[Tarea asignada 1]
Según el texto sobre la actitud ante la muerte, ¿dónde suele transcurrir hoy el proceso final de una persona muerta?
[Tarea asignada 2]
Prosiga el texto sobre la actitud ante la muerte a partir de su última oración.

[Texto proporcionado]
^^^^^^^^

Instalados en la frágil atalaya que nos ha permitido construir la prepotencia de creernos la especie elegida y superior, y la tendencia de percibirnos cercanos a la omnipotencia gracias a la nueva idealización de un desarrollo científico sin fin, conceptualizamos la muerte como algo disonante, como una incoherencia o un absurdo, como un error inadmisible y fuera de lugar que debería remediarse cuanto antes de una vez por todas.
De ahí que a menudo califiquemos la muerte de nuestros allegados como “injusta”, “mala suerte”, “desgracia”, “increíble”, etc., pero aunque podamos percibir una muerte bajo cualquiera de esas etiquetas, la extinción no tiene nada que ver con ellas. Vida y muerte son dos caras inseparables de la misma moneda. Todos cultivamos con vehemencia el mito del “todavía no era su hora”, pero no puede haber un mejor o peor momento para morir, se muere y punto, con independencia de que uno mismo o los demás estén o no preparados para asumir las consecuencias de cada pérdida.
En la sociedad actual se ha debilitado en gran medida la capacidad individual para saber afrontar el hecho de la muerte, que se niega con obstinación (rebajándonos con ello a una conducta tremendamente inmadura) y, cuando aflora, suele sumir en el desconcierto y la ansiedad a quienes toca de cerca.
La revolución industrial y los drásticos cambios que impuso en la organización social y su ruptura con lo natural, anuló progresivamente el universo de relaciones simbólicas y rituales que habíamos construido durante siglos a fin de poder encararnos con la muerte y, en consecuencia, nos ha dejado con escasos recursos emocionales para afrontar el proceso natural de la extinción.
Hoy, una persona muerta es un estorbo que el propio sistema social impele a hacer desaparecer lo antes posible; su proceso final suele transcurrir en un hospital y un tanatorio, en medio de una tediosa y fría asepsia, pulcritud y burocracia; el fallecido viene a ser una especie de fracaso y su muerte no es un hecho a socializar, a compartir, a trascender, sino un mero trámite legal realizado casi siempre con demasiada frialdad emocional, salvo en lo que afecta a los deudos más directos, claro está.

^^^^^^^^

[Datos registrados]
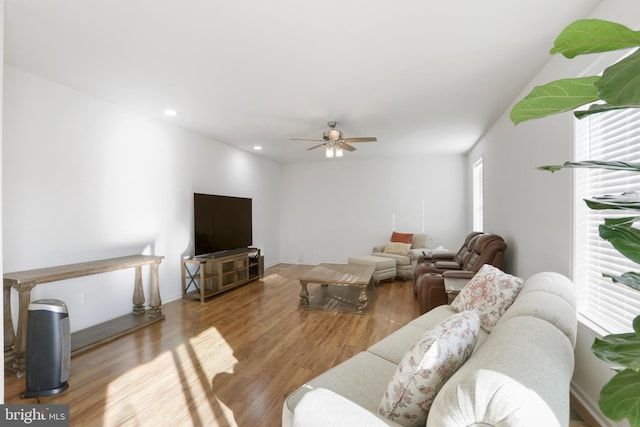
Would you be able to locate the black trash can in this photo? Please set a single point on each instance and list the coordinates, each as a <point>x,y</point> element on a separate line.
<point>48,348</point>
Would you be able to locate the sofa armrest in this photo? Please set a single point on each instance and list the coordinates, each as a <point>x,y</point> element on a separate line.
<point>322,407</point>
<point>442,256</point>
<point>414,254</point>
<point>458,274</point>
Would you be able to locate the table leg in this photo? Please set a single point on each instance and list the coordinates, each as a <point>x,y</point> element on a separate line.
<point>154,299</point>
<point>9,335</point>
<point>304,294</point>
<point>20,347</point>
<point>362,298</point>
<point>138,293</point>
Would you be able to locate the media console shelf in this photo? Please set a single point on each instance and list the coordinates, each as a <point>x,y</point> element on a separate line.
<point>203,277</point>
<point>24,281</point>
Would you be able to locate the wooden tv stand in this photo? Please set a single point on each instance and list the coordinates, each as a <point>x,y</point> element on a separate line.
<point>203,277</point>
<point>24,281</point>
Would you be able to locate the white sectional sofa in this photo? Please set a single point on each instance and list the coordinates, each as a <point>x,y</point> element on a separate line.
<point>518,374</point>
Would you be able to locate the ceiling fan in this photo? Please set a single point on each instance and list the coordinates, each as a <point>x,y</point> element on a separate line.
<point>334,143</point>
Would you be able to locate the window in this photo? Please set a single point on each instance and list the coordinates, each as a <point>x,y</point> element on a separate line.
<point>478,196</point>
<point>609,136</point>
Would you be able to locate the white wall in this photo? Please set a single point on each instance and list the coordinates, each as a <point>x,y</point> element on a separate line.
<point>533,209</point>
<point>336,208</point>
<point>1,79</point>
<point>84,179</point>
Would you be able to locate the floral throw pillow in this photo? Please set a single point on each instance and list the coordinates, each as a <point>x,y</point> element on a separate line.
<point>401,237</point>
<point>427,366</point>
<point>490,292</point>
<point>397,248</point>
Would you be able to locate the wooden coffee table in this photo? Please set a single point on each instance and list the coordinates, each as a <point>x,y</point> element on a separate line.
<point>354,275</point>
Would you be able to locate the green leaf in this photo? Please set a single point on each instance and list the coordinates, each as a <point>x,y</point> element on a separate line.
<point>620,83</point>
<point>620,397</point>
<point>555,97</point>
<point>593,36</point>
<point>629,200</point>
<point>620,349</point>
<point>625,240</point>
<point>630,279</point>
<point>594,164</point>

^^^^^^^^

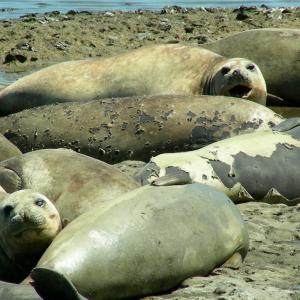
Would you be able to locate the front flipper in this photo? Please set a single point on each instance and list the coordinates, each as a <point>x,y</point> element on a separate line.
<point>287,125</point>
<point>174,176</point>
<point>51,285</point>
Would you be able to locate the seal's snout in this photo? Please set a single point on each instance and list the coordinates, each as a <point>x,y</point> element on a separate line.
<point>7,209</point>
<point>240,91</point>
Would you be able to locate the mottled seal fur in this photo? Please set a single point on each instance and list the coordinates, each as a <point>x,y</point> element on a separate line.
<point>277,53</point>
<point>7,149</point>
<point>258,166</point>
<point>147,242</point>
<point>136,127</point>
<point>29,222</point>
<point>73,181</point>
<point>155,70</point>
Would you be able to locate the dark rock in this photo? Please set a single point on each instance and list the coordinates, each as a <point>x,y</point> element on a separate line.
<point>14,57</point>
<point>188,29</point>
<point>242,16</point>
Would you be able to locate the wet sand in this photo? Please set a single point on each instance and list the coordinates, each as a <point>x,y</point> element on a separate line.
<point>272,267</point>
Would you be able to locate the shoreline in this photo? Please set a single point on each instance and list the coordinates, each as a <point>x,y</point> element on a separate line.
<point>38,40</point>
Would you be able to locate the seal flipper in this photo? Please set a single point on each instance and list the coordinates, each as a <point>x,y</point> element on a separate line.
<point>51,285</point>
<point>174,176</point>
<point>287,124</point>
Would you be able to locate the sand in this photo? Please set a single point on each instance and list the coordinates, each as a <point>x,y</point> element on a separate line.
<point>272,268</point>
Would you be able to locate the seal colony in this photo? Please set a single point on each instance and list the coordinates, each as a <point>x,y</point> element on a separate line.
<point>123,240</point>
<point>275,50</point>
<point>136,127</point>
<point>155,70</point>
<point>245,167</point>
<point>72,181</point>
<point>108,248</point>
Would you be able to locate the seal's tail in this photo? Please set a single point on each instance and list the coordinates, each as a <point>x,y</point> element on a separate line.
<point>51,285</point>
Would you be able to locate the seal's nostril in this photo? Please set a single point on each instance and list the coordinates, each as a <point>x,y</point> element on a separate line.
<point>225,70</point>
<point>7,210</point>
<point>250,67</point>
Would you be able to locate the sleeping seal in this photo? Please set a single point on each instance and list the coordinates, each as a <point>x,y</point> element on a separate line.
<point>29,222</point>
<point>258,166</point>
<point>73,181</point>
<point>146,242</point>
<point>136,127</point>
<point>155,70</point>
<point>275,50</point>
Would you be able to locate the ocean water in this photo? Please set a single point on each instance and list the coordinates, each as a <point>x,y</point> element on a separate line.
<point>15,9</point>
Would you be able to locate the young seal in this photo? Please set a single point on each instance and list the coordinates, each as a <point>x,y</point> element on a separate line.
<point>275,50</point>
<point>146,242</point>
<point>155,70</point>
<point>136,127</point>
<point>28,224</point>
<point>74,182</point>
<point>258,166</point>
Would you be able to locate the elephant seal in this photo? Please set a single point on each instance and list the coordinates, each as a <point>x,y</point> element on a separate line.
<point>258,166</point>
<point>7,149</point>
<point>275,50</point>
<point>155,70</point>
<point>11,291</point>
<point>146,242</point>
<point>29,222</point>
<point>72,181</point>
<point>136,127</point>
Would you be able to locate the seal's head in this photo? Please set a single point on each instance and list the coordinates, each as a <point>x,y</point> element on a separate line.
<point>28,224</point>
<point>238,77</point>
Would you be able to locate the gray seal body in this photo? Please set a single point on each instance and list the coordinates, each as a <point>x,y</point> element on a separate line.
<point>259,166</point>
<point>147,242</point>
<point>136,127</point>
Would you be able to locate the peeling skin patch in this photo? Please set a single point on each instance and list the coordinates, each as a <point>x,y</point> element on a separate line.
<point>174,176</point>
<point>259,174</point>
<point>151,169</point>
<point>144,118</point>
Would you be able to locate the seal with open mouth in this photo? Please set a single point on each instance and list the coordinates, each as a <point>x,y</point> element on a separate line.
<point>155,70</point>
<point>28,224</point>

^^^^^^^^

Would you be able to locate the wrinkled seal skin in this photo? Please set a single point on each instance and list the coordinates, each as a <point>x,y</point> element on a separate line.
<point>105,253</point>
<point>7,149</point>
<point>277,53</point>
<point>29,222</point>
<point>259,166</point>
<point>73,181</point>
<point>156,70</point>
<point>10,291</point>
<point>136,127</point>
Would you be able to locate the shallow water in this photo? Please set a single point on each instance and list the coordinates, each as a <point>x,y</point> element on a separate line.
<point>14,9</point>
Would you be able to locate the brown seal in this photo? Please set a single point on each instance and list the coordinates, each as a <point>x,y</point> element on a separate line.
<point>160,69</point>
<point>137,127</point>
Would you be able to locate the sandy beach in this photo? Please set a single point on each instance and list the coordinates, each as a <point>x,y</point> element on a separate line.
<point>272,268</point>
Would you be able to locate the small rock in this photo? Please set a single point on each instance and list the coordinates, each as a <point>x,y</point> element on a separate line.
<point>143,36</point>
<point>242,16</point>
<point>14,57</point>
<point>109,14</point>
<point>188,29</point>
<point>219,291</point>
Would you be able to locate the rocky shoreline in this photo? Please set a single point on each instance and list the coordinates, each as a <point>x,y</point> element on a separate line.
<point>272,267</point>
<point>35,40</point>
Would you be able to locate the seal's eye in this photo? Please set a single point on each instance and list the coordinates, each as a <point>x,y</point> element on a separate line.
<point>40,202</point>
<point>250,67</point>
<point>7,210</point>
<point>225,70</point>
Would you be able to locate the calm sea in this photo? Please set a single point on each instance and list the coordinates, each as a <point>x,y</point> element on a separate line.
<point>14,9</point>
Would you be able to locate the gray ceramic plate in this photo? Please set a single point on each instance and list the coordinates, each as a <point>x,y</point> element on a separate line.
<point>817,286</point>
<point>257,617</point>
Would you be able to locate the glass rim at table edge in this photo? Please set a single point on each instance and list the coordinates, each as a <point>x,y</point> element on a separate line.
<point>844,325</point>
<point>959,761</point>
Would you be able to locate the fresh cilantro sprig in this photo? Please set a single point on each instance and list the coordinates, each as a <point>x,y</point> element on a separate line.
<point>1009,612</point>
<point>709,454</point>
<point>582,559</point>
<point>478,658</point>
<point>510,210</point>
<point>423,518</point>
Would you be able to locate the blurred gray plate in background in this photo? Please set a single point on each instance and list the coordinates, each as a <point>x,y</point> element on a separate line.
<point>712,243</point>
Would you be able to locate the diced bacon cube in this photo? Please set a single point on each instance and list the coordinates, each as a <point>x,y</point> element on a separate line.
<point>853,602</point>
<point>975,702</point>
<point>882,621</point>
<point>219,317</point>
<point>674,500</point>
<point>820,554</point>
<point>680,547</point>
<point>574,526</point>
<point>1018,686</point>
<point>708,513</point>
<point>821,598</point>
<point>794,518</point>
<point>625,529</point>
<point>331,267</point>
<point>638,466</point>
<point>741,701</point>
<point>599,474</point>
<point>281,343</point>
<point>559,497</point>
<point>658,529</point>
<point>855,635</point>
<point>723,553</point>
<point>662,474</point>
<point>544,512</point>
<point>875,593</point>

^^^^^^^^

[Área de respuesta 1]
En un hospital y un tanatorio.

[Área de respuesta 2]
Conforme hemos ido degradando (desde la perspectiva de las necesidades emocionales humanas) la manera de vivir, en igual medida ha ido empeorando la forma de enfrentarse al hecho de morir. Y viceversa, dado que la actitud ante la vida y la muerte se influyen una a la otra dentro de un círculo de interacciones sin fin.
Pretender seguir con la vida obviando el hecho de la muerte, manteniendo la ficción del “no pasa nada”, obliga a integrarse en la farsa social de una cultura de consumo que solamente potencia el ver, admirar y desear aquello que es joven, saludable y exitoso en cualquiera de sus facetas posibles… por lo que quienes no tienen alguno o todos estos atributos acaban condenados a pagar un elevado precio en forma de marginación más o menos directa. Envejecer o recibir el anuncio de una enfermedad terminal conlleva comenzar a caminar hacia una marginación social más o menos sutil, hacia un dejar de ser y de estar y, a menudo, también, hacia un dejar de significar.
Con frecuencia oigo hablar de la dictadura de la muerte, pero la única dictadura evidente, hasta la fecha, es la que nos impone la vida. Mejor dicho, la que se deriva de la forma que tiene cada cual de vivirla. De hecho, la tiranía bajo la que mantenemos nuestras propias vidas suele cerrar los puentes y puertas que posibilitarían poder vivir la vida y la muerte de quienes nos importan tal como deberíamos. Tal como, tras su desaparición, pensamos que debimos hacer y no hicimos.